>>

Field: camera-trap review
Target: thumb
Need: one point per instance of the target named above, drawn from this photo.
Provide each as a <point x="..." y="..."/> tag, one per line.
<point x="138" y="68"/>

<<

Express the material above as a two-column CSV with the headers input and output. Give one row per entry, put each field in double quotes, and replace any line breaks inside a field with spaces.

input,output
"Field: camera-trap review Target: thumb Need: one point per instance of the target named above, drawn from this photo. Provide each as a <point x=""..."" y=""...""/> tag, one per line.","<point x=""138"" y=""68""/>"